Entries provided ▸
= = = =

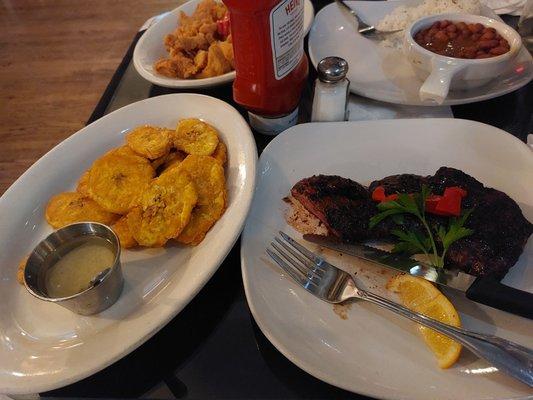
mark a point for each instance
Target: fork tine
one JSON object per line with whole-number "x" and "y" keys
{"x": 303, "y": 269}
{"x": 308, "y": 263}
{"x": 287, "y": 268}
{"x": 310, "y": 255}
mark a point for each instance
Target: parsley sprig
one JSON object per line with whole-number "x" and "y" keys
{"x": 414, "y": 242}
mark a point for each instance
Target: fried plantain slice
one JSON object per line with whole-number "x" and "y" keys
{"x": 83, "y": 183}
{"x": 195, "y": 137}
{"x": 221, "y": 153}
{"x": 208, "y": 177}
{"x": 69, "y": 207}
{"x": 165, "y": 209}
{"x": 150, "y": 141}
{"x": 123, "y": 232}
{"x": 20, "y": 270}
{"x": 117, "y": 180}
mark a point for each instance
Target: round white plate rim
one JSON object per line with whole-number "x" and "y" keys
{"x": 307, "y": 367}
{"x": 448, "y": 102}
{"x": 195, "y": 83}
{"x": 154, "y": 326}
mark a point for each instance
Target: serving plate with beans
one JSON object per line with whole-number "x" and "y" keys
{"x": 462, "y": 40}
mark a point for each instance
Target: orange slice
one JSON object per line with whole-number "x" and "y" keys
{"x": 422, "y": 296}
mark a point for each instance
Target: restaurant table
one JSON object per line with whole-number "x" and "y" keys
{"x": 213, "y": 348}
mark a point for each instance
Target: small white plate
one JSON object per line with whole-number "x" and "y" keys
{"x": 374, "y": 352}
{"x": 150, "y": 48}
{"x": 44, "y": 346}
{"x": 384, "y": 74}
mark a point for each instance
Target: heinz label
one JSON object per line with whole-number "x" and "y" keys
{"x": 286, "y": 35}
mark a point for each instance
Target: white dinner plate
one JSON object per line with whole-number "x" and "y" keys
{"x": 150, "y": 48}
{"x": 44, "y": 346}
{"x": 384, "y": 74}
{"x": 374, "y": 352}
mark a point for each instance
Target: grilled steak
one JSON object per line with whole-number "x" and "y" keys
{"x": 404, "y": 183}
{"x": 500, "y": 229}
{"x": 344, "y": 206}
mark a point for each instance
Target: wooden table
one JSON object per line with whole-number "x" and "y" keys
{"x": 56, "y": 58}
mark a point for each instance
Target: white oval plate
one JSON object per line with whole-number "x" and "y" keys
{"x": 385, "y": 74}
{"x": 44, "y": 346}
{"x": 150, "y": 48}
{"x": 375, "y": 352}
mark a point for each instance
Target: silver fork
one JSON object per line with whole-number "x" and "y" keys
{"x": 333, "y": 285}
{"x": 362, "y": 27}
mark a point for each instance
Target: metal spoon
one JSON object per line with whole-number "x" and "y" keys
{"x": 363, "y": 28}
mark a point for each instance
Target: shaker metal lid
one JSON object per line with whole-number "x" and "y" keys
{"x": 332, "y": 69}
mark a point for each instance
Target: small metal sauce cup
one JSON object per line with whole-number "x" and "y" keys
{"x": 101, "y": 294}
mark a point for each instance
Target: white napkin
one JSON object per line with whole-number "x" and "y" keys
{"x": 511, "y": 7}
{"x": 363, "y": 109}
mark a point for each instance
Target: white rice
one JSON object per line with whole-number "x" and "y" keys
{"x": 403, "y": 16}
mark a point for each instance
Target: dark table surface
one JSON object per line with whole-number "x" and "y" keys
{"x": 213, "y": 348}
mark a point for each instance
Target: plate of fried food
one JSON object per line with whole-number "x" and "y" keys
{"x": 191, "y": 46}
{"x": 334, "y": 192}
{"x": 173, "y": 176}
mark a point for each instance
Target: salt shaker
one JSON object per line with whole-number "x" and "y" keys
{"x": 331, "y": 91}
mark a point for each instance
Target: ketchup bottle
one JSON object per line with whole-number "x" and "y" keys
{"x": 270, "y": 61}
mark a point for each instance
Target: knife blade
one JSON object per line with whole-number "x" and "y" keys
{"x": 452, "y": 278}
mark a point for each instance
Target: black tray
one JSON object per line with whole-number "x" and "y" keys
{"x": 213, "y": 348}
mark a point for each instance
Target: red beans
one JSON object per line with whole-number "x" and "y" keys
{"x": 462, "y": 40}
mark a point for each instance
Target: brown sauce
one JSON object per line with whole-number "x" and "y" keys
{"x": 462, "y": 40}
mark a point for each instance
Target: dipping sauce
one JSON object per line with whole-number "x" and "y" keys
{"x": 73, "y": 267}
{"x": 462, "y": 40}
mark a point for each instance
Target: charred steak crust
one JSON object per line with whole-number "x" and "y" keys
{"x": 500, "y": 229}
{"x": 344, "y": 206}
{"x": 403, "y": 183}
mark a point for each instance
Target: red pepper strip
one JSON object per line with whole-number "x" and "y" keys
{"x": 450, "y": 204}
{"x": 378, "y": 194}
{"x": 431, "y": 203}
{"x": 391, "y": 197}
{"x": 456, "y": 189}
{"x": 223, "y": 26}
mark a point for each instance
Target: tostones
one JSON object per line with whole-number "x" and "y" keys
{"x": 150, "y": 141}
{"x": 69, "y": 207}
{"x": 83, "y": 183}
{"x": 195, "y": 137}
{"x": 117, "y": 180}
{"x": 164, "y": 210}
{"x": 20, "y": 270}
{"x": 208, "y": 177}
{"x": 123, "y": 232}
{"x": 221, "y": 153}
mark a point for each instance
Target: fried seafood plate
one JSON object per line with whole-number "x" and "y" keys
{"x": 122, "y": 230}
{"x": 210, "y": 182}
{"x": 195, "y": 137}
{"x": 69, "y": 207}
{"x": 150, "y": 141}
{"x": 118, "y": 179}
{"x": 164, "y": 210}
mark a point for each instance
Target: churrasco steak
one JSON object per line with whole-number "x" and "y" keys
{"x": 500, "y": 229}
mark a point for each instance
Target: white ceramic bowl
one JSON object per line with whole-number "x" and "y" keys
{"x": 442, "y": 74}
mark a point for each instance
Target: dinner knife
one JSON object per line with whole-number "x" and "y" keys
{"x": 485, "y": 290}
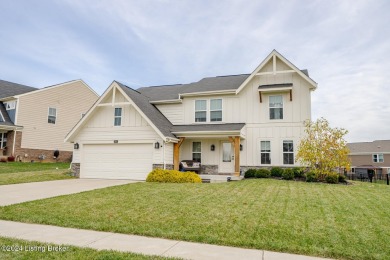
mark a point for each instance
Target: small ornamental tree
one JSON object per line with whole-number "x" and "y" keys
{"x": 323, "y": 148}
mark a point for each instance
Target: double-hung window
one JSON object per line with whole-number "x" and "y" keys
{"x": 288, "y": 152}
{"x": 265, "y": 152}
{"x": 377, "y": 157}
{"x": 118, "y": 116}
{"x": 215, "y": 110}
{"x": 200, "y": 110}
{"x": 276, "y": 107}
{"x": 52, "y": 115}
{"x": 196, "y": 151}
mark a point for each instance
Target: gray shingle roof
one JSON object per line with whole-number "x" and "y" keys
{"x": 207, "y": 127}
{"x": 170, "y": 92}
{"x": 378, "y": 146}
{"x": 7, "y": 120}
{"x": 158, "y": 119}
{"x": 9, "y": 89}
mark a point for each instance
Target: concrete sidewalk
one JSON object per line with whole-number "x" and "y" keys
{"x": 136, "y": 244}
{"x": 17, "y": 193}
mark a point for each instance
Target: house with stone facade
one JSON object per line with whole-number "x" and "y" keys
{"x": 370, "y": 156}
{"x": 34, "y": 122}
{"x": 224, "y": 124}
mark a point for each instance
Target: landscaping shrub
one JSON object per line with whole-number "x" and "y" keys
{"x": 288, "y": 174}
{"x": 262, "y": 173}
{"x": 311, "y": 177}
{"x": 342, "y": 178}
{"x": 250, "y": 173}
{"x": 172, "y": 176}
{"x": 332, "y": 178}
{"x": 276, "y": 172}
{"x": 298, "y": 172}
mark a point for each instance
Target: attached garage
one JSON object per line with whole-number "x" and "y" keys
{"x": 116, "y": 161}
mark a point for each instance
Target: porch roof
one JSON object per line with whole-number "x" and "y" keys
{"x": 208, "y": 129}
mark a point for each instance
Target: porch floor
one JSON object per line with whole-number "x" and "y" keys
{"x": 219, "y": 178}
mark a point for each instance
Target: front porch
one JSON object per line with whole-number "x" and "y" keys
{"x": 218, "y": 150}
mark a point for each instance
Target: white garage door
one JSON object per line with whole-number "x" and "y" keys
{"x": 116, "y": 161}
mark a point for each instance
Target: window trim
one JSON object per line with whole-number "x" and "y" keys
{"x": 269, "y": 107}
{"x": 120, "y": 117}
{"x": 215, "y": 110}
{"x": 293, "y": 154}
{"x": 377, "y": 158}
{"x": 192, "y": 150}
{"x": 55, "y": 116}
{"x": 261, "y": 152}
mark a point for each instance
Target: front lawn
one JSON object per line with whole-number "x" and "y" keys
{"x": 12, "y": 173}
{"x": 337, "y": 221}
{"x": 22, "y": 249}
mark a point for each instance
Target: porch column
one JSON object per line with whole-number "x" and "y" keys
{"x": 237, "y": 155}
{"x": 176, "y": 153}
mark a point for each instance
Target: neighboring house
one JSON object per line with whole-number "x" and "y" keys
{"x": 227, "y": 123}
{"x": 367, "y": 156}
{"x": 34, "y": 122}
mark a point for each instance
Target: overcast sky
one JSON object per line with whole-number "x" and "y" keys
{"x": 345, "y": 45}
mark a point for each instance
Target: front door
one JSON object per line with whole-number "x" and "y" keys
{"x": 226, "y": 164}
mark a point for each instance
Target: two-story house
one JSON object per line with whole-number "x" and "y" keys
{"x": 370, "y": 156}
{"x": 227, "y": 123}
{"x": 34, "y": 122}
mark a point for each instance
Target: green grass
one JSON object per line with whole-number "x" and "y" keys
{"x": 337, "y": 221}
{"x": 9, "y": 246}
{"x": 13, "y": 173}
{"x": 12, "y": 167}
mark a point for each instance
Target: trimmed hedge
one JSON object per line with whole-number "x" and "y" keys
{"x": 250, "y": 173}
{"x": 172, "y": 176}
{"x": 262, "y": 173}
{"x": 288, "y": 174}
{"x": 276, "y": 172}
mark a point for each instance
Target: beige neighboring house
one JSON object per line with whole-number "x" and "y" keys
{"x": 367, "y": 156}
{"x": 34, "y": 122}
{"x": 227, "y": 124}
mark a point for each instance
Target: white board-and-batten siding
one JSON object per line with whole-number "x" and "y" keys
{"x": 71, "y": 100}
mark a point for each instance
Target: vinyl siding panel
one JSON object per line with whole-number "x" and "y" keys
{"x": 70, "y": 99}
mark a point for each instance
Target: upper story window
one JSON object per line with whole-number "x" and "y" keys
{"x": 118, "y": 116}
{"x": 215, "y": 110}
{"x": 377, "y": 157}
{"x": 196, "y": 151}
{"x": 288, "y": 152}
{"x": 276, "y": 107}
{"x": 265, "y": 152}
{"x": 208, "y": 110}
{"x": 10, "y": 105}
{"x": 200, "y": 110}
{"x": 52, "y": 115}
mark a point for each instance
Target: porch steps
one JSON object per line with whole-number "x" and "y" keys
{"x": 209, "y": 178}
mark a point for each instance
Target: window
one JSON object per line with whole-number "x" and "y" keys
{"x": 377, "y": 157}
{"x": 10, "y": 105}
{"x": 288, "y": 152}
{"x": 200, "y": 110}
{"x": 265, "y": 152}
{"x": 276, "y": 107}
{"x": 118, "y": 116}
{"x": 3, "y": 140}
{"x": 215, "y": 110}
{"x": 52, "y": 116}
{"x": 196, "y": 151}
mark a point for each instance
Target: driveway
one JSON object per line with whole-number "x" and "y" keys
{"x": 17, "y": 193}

= = = =

Written problem ▸ Collect every line from the rows above that contains the word "metal".

Written response ▸
Target: metal spoon
Target: shaker metal lid
Target: small metal sauce cup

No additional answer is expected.